Task goal
I would like each line of the data that holds the word "person" copied out.

[[ Data excerpts open ]]

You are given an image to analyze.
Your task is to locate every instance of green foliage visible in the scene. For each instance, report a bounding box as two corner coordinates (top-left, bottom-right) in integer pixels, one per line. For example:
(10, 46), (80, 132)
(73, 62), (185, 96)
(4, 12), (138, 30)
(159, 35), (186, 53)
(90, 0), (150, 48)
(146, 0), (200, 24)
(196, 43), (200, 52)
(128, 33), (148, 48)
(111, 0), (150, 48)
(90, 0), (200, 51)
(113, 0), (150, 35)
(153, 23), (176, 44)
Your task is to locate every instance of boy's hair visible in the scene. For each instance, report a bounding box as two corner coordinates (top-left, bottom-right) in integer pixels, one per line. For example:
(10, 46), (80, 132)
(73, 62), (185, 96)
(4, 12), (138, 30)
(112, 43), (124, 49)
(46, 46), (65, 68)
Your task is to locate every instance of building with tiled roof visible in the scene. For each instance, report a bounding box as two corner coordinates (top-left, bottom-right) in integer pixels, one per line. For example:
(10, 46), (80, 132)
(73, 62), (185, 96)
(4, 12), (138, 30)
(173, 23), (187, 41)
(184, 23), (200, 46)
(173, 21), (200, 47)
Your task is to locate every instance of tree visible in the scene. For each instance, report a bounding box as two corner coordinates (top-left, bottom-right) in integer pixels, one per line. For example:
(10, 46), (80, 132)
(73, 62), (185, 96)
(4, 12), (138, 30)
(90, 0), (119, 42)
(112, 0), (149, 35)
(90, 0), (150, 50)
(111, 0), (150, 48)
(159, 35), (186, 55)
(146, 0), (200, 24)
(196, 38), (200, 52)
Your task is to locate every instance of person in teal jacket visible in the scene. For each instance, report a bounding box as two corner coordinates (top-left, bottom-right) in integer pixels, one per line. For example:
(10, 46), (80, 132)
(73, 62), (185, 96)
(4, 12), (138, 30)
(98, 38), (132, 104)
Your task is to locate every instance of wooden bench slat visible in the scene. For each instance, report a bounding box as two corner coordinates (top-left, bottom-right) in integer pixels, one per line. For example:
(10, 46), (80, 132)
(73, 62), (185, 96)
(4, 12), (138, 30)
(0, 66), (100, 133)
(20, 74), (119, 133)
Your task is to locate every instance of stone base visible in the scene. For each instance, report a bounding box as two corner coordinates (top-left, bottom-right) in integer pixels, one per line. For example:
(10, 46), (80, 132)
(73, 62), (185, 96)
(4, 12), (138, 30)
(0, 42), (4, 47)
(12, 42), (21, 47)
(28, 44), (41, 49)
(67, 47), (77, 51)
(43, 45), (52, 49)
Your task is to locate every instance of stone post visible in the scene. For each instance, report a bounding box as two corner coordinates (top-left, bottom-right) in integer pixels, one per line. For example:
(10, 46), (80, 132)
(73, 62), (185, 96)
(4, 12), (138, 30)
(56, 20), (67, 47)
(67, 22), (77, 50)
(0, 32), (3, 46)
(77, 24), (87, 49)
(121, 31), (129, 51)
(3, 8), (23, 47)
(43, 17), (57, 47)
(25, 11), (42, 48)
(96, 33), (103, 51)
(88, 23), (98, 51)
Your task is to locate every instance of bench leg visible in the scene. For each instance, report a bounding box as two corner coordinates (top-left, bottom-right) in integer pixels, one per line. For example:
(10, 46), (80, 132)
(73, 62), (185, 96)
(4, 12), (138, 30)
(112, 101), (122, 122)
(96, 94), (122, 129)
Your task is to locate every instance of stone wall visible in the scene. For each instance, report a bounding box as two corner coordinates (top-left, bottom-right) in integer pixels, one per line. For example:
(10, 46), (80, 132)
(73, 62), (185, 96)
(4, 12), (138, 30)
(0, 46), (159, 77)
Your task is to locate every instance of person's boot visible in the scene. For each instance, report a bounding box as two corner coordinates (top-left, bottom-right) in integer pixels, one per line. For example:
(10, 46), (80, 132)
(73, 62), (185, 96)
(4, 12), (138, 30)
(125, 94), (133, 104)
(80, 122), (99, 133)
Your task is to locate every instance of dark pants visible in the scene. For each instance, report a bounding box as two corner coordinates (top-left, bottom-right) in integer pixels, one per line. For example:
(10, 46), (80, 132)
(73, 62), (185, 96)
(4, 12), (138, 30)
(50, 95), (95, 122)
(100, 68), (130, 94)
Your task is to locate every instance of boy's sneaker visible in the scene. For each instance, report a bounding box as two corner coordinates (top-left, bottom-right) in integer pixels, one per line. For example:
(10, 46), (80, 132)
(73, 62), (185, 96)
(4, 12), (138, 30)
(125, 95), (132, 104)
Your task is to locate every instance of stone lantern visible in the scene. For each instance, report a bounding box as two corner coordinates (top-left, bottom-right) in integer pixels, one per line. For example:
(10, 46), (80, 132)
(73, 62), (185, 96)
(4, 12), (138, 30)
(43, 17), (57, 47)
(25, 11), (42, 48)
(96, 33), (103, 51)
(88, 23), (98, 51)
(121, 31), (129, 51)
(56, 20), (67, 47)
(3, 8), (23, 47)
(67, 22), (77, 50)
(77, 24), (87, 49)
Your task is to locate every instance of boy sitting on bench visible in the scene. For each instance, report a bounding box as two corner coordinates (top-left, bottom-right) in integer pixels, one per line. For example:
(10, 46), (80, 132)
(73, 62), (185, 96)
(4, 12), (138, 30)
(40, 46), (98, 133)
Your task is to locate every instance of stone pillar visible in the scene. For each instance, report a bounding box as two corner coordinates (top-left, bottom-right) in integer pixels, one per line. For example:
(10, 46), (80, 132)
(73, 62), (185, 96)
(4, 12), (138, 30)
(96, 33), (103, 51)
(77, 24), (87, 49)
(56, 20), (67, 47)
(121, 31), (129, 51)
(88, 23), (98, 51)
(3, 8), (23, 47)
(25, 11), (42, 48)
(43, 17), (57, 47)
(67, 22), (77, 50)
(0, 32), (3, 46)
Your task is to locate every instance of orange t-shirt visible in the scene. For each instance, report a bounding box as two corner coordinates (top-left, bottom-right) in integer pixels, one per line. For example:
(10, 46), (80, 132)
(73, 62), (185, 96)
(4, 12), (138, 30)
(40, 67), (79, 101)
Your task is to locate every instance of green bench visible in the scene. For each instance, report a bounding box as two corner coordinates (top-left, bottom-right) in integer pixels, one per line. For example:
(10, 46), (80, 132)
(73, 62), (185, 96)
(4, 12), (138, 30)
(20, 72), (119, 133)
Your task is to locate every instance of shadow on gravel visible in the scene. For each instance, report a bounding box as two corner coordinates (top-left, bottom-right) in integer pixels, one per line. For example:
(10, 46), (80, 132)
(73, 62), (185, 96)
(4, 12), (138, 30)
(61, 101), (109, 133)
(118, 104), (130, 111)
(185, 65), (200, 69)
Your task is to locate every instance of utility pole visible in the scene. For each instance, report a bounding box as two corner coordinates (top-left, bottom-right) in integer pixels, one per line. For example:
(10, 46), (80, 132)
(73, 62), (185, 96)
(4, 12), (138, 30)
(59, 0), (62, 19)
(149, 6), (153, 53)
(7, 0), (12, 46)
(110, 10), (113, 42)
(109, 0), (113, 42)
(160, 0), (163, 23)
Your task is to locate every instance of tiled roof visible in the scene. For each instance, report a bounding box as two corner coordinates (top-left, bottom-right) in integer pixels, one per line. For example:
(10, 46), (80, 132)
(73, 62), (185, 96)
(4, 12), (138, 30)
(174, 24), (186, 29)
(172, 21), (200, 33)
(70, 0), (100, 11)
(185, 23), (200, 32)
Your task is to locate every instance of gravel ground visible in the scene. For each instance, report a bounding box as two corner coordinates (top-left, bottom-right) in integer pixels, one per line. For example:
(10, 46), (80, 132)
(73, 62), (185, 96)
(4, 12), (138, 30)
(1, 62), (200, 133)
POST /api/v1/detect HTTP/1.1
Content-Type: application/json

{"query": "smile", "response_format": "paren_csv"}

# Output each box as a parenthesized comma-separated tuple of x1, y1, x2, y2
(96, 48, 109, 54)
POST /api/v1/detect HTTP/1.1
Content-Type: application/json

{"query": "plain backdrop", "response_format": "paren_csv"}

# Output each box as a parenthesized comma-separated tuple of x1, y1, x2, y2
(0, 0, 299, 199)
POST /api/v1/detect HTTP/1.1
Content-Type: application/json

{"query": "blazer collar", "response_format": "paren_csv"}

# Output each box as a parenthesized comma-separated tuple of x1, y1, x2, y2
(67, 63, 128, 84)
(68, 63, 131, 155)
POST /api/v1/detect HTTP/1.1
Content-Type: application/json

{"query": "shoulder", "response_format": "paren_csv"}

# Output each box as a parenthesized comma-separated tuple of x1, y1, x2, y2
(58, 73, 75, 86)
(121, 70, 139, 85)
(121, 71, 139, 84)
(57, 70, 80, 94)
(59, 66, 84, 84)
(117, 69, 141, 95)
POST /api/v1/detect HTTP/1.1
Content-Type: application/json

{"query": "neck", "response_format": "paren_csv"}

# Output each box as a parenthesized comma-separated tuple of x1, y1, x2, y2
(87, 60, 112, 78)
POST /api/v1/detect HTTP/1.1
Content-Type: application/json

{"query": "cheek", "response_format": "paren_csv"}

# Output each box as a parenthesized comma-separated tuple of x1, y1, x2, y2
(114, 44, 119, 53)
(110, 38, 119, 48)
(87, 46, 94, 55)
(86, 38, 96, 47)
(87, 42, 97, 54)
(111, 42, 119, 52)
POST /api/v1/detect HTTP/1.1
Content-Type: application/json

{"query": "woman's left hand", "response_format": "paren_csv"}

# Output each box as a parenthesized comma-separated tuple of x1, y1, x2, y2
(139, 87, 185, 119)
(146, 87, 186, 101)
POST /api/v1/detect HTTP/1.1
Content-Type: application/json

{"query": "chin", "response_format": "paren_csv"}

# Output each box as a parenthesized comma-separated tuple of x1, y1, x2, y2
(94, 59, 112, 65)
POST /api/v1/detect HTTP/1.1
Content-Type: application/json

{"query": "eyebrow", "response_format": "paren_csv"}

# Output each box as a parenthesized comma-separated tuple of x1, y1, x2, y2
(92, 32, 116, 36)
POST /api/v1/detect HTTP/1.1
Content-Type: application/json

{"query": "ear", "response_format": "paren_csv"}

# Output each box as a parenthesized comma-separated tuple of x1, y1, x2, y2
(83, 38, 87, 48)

[[ Data excerpts closed ]]

Reply
Your task is to locate every instance of person in teal jacket visible in the scene. For each instance, report a bounding box as two corner coordinates (top-left, bottom-right) in integer pixels, one per line. For example:
Your task is to locate every instance of person's boot visible in the scene. For each instance, report a bounding box as two corner coordinates (top-left, bottom-right) in integer pixels, one per line. For example:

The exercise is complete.